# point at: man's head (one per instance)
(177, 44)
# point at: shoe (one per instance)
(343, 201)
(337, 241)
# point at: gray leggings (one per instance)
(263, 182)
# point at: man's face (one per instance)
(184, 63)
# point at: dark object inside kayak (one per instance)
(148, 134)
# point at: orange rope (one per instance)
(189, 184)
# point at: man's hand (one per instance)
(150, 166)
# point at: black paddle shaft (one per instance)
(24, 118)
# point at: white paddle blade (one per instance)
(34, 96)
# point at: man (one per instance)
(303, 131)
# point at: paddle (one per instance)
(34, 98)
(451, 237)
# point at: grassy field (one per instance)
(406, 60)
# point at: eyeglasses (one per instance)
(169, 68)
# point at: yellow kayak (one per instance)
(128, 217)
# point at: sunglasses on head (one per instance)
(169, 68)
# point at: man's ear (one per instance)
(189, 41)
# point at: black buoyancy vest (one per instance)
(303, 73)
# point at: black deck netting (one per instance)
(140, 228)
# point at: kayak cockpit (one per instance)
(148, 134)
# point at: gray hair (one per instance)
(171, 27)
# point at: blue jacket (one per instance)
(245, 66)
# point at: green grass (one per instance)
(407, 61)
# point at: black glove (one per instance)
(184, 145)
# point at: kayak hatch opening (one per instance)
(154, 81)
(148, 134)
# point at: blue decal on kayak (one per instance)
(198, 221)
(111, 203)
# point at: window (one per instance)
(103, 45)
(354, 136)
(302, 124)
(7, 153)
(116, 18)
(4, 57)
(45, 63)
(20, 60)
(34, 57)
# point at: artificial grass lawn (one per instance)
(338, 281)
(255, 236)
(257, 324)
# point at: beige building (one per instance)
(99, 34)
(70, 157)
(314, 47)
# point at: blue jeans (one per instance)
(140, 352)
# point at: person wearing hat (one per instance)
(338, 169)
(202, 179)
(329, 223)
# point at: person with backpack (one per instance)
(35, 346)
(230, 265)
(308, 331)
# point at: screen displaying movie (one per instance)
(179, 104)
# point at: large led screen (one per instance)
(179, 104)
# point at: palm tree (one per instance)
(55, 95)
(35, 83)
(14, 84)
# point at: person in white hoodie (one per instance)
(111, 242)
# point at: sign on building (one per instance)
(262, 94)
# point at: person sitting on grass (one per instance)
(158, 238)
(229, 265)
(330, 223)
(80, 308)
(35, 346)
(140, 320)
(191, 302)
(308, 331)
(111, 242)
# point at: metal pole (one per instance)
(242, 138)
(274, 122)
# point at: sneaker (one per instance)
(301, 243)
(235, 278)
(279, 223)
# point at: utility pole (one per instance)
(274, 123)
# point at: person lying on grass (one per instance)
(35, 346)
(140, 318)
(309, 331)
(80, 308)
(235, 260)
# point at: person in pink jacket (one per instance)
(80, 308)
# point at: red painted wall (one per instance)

##########

Work order: Your answer should be the whole listing above, repeated exactly as it appears.

Solution to this task:
# point at: man's head (one per instance)
(177, 44)
# point at: shoe (one per instance)
(343, 201)
(337, 241)
# point at: gray leggings (one per instance)
(263, 182)
# point at: man's face (one per instance)
(184, 63)
# point at: dark object inside kayak (one per instance)
(148, 134)
# point at: orange rope (one per instance)
(189, 184)
# point at: man's hand (one per instance)
(150, 166)
# point at: black paddle shaft (one per instance)
(24, 118)
# point at: white paddle blade (one per instance)
(34, 96)
# point at: man (one per instance)
(303, 131)
# point at: paddle (one per instance)
(34, 98)
(451, 237)
# point at: grassy field (one per instance)
(406, 60)
# point at: eyeglasses (one per instance)
(169, 68)
# point at: yellow kayak (one per instance)
(128, 217)
# point at: sunglasses on head (one per instance)
(169, 68)
# point at: man's ear (one per instance)
(189, 41)
# point at: black buoyancy vest (one per instance)
(303, 73)
# point at: black deck netting (one per instance)
(140, 228)
# point at: kayak cockpit (one per instance)
(148, 134)
# point at: gray hair (one per instance)
(171, 27)
# point at: blue jacket (one per instance)
(245, 66)
# point at: green grass (one per instance)
(407, 61)
# point at: black glove (one per instance)
(184, 145)
# point at: kayak hatch opening (one per instance)
(154, 81)
(148, 134)
# point at: blue decal on kayak (one per instance)
(198, 221)
(111, 203)
# point at: window (one per instance)
(103, 45)
(354, 136)
(302, 124)
(7, 153)
(116, 18)
(4, 57)
(45, 63)
(20, 60)
(34, 57)
# point at: artificial grass lawn (one per instance)
(338, 281)
(255, 236)
(257, 324)
# point at: beige building (one per instance)
(99, 34)
(70, 157)
(314, 47)
# point at: blue jeans (one per instance)
(140, 352)
# point at: person wearing hat (one per instance)
(338, 169)
(202, 179)
(329, 223)
# point at: person with backpack (one per instance)
(35, 346)
(230, 265)
(308, 331)
# point at: screen displaying movie (one per instance)
(179, 104)
# point at: large led screen (one per instance)
(179, 104)
# point at: palm tree (one per instance)
(55, 95)
(35, 83)
(14, 84)
# point at: person in white hoodie (one per instance)
(111, 242)
# point at: sign on building (one per instance)
(262, 94)
# point at: person sitting on grass (one per instance)
(158, 238)
(229, 265)
(330, 223)
(80, 308)
(35, 346)
(140, 320)
(191, 302)
(308, 331)
(111, 242)
# point at: metal pole (one per instance)
(242, 138)
(274, 122)
# point at: sneaker (one per instance)
(301, 243)
(235, 278)
(279, 223)
# point at: utility pole (one per instance)
(274, 123)
# point at: person lying on grass (one per instance)
(35, 346)
(140, 318)
(309, 331)
(80, 308)
(235, 260)
# point at: person in pink jacket (one per instance)
(80, 308)
# point at: red painted wall (one per instance)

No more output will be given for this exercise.